>> begin MATERIAL

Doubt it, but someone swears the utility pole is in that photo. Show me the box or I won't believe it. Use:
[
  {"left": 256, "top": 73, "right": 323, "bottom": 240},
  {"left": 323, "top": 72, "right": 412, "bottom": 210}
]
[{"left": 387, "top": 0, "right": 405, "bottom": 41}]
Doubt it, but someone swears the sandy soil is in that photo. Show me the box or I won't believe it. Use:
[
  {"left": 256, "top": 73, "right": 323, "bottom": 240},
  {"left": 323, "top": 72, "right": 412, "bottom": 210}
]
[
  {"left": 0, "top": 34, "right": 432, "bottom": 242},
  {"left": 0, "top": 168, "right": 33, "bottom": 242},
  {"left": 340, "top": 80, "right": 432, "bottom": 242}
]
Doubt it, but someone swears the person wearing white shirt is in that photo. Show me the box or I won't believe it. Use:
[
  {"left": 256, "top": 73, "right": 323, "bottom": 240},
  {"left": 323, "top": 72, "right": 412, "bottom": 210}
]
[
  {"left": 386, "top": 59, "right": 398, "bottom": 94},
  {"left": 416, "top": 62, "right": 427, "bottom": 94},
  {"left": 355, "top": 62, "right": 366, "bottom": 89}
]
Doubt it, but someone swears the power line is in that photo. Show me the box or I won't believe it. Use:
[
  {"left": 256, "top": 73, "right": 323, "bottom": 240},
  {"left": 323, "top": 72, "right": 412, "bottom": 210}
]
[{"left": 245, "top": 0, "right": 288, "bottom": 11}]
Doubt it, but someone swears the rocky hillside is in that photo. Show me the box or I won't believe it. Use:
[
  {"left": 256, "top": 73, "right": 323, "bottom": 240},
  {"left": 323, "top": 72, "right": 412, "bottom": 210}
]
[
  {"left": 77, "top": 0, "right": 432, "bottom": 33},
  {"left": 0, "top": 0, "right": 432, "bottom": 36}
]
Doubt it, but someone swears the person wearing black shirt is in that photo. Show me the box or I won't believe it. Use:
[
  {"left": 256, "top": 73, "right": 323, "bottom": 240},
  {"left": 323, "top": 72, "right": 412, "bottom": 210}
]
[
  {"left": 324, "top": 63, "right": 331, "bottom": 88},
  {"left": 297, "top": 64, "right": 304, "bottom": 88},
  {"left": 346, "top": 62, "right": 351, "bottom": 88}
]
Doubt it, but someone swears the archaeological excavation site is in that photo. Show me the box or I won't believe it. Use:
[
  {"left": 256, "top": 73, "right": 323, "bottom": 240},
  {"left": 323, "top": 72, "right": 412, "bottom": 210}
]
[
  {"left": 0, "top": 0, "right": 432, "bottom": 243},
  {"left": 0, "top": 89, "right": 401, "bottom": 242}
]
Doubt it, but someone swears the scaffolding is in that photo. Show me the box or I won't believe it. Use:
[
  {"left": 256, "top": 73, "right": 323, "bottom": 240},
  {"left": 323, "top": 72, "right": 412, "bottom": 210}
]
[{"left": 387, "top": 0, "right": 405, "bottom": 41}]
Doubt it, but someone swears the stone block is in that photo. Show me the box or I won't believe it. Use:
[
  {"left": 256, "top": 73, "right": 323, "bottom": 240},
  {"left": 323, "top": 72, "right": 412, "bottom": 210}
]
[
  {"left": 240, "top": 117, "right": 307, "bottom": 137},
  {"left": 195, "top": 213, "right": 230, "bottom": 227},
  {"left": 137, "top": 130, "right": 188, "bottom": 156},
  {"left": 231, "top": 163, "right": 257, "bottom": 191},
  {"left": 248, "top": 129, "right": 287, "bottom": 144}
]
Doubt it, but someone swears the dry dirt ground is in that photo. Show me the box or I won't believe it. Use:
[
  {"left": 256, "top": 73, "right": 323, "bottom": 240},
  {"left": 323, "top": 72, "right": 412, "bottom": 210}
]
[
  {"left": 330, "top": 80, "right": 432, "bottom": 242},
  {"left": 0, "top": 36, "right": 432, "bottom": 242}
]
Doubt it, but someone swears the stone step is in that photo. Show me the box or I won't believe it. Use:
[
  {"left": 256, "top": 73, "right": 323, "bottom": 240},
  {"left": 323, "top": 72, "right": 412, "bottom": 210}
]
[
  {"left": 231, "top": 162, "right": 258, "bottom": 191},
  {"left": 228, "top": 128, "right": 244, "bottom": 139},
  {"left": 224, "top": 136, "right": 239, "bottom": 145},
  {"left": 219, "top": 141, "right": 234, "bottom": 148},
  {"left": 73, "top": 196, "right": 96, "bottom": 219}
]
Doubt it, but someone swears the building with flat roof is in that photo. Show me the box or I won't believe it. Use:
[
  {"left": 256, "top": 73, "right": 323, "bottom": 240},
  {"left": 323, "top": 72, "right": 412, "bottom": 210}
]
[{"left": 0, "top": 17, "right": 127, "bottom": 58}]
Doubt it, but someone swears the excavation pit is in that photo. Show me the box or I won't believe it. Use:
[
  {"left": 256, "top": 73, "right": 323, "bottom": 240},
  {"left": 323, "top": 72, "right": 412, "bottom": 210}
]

>> end MATERIAL

• GIVEN TASK:
Write out the complete set of records exactly as given.

• WRITTEN SOLUTION:
Doubt it, but someone swears the utility pole is in that photo. Show me the box or I won't believe it. Use:
[
  {"left": 256, "top": 73, "right": 323, "bottom": 240},
  {"left": 323, "top": 72, "right": 412, "bottom": 210}
]
[{"left": 387, "top": 0, "right": 405, "bottom": 41}]
Doubt it, but someone swears the sandy soil is in that photo. Show me the box or I won't believe it. Use:
[
  {"left": 256, "top": 73, "right": 323, "bottom": 240},
  {"left": 323, "top": 72, "right": 412, "bottom": 210}
]
[
  {"left": 0, "top": 34, "right": 432, "bottom": 242},
  {"left": 0, "top": 168, "right": 33, "bottom": 242},
  {"left": 340, "top": 80, "right": 432, "bottom": 242}
]
Doubt it, but someone swears the person wearing white shirt is in that photo. Show me the box or I won't believe it. Use:
[
  {"left": 256, "top": 73, "right": 323, "bottom": 240},
  {"left": 323, "top": 72, "right": 412, "bottom": 210}
]
[
  {"left": 386, "top": 59, "right": 398, "bottom": 94},
  {"left": 416, "top": 62, "right": 427, "bottom": 94},
  {"left": 355, "top": 62, "right": 366, "bottom": 89}
]
Doubt it, but someone swears the power line is in that photo. Show me the box or I won't believe it. Use:
[
  {"left": 256, "top": 73, "right": 323, "bottom": 240},
  {"left": 323, "top": 72, "right": 412, "bottom": 210}
]
[{"left": 245, "top": 0, "right": 288, "bottom": 11}]
Doubt it, but someone swears the rocky hillside is in that photo. Show me the box or I won't believe it. Use:
[
  {"left": 256, "top": 73, "right": 323, "bottom": 240},
  {"left": 323, "top": 72, "right": 412, "bottom": 210}
]
[
  {"left": 77, "top": 0, "right": 432, "bottom": 33},
  {"left": 0, "top": 0, "right": 432, "bottom": 36}
]
Doubt it, but someone swears the person wearing black shirt is in that photo. Show me the box or I won't believe it. Use:
[
  {"left": 256, "top": 73, "right": 323, "bottom": 240},
  {"left": 323, "top": 72, "right": 412, "bottom": 210}
]
[
  {"left": 324, "top": 63, "right": 331, "bottom": 88},
  {"left": 297, "top": 64, "right": 304, "bottom": 88},
  {"left": 346, "top": 62, "right": 351, "bottom": 88}
]
Doubt it, but someone swears the archaeological excavation site is in that photo. Show me the box or I won't believe it. Use:
[
  {"left": 256, "top": 73, "right": 323, "bottom": 240},
  {"left": 323, "top": 72, "right": 412, "bottom": 210}
]
[
  {"left": 0, "top": 0, "right": 432, "bottom": 243},
  {"left": 0, "top": 89, "right": 401, "bottom": 242}
]
Doubt it, but someone swears the scaffolding is in that photo. Show me the box or I won't believe it. Use:
[
  {"left": 256, "top": 73, "right": 323, "bottom": 240},
  {"left": 323, "top": 72, "right": 412, "bottom": 210}
]
[{"left": 387, "top": 0, "right": 405, "bottom": 41}]
Doubt it, but someone swears the stone block is in that photo. Show me the box or I won't believe it. Use:
[
  {"left": 256, "top": 73, "right": 323, "bottom": 240},
  {"left": 323, "top": 72, "right": 412, "bottom": 210}
]
[
  {"left": 240, "top": 117, "right": 307, "bottom": 137},
  {"left": 195, "top": 213, "right": 230, "bottom": 227},
  {"left": 137, "top": 130, "right": 188, "bottom": 156},
  {"left": 231, "top": 163, "right": 257, "bottom": 191},
  {"left": 248, "top": 129, "right": 287, "bottom": 144}
]
Doubt it, but someone swears the dry dirt ground is in that photo. Show me the box or I won't believe it. Use:
[
  {"left": 256, "top": 73, "right": 323, "bottom": 240},
  {"left": 323, "top": 72, "right": 412, "bottom": 210}
]
[
  {"left": 330, "top": 80, "right": 432, "bottom": 242},
  {"left": 0, "top": 36, "right": 432, "bottom": 242}
]
Doubt it, but someone swears the stone step is in that photo. Show me the box or I won't believe it. Use:
[
  {"left": 256, "top": 73, "right": 323, "bottom": 240},
  {"left": 323, "top": 72, "right": 412, "bottom": 210}
]
[
  {"left": 231, "top": 162, "right": 258, "bottom": 191},
  {"left": 228, "top": 128, "right": 244, "bottom": 139},
  {"left": 224, "top": 136, "right": 239, "bottom": 145},
  {"left": 219, "top": 141, "right": 234, "bottom": 148},
  {"left": 73, "top": 196, "right": 96, "bottom": 219}
]
Doubt it, but someone swears the building with flat roof is in that photo. Show me the box or I won't believe it. Use:
[
  {"left": 256, "top": 73, "right": 323, "bottom": 240},
  {"left": 323, "top": 72, "right": 412, "bottom": 210}
]
[{"left": 0, "top": 17, "right": 127, "bottom": 58}]
Doubt it, but someone swears the excavation pit is in that photo. Show me the box or I won't believe it. Use:
[
  {"left": 256, "top": 73, "right": 323, "bottom": 240},
  {"left": 323, "top": 72, "right": 412, "bottom": 210}
]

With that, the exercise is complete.